Start of Record set

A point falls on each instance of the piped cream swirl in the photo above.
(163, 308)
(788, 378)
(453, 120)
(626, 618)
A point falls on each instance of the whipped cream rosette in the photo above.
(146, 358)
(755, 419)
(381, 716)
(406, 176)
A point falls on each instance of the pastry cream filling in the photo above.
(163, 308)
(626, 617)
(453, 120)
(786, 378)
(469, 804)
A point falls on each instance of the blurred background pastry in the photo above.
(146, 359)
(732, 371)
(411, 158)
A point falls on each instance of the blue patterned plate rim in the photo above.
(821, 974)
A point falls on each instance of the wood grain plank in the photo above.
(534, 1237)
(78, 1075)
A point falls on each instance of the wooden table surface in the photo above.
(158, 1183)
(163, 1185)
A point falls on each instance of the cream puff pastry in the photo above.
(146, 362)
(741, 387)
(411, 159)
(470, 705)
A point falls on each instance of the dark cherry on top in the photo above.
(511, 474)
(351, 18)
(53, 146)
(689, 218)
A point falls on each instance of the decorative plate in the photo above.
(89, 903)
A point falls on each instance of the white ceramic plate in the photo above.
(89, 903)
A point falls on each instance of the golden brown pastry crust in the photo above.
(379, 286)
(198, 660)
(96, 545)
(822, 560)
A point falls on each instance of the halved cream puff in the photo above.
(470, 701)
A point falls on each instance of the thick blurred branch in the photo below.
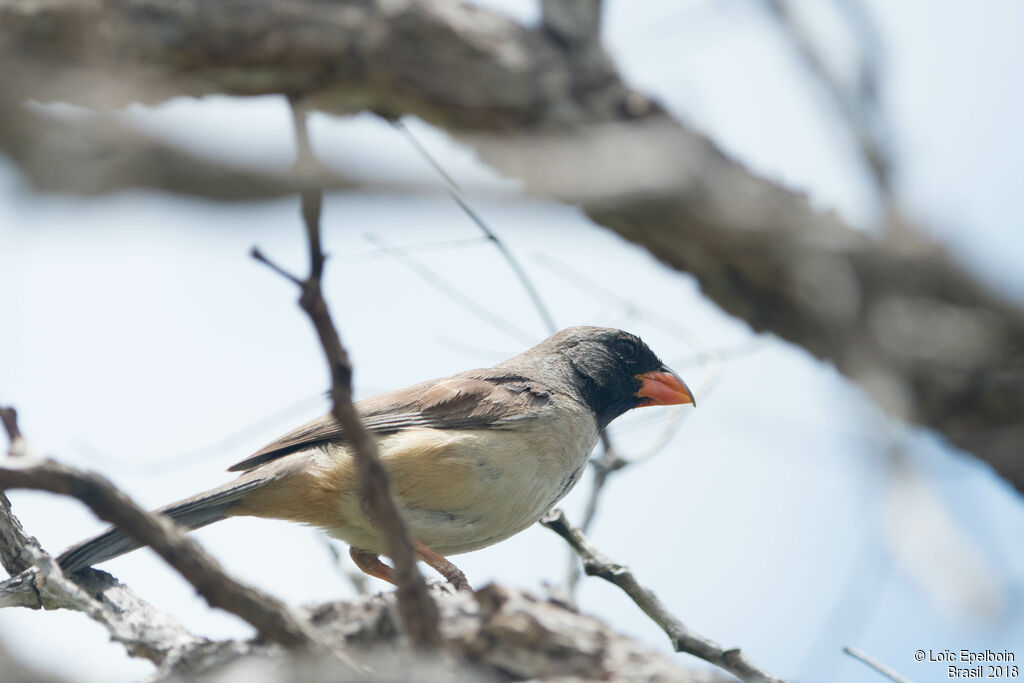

End of Record set

Task prompt
Copy out the listing word for word and skip its pictures.

Your solution
A point falls on each instance of the piped cream swirl in the photo above.
(163, 308)
(788, 378)
(453, 120)
(626, 618)
A point falls on each instance of the whipped cream rosette in the photo above.
(146, 358)
(755, 419)
(381, 716)
(406, 176)
A point falls on each instance of the pastry cream filling in the photo above.
(163, 308)
(626, 617)
(453, 120)
(786, 378)
(469, 804)
A point falls on each instance of the blurred background pastry in the photo above.
(146, 359)
(732, 371)
(411, 158)
A point falls on each instance of the blue patterned plate rim in the photo above.
(821, 974)
A point falls on each instance of the wood grain plank in the photo above.
(534, 1237)
(78, 1075)
A point falls on each instance of the wooden table surface in the photo above.
(158, 1183)
(163, 1185)
A point falls on each instance of the cream puff pastry in the photo above.
(146, 362)
(741, 387)
(411, 159)
(470, 705)
A point falls on each instance of the dark cherry on top in the photo above.
(511, 474)
(351, 18)
(53, 146)
(689, 218)
A point falls on each instance of the decorative plate in the photo above.
(89, 903)
A point falls on each instance of the white ceramic plate in the photo above.
(89, 903)
A point falls on each instance of the golden brown pastry crust in the photo above.
(379, 286)
(198, 660)
(96, 545)
(822, 560)
A point falls on each instance of the halved cream puff in the photo above.
(470, 701)
A point falls on each instance of the thick blurred branch in the photo below.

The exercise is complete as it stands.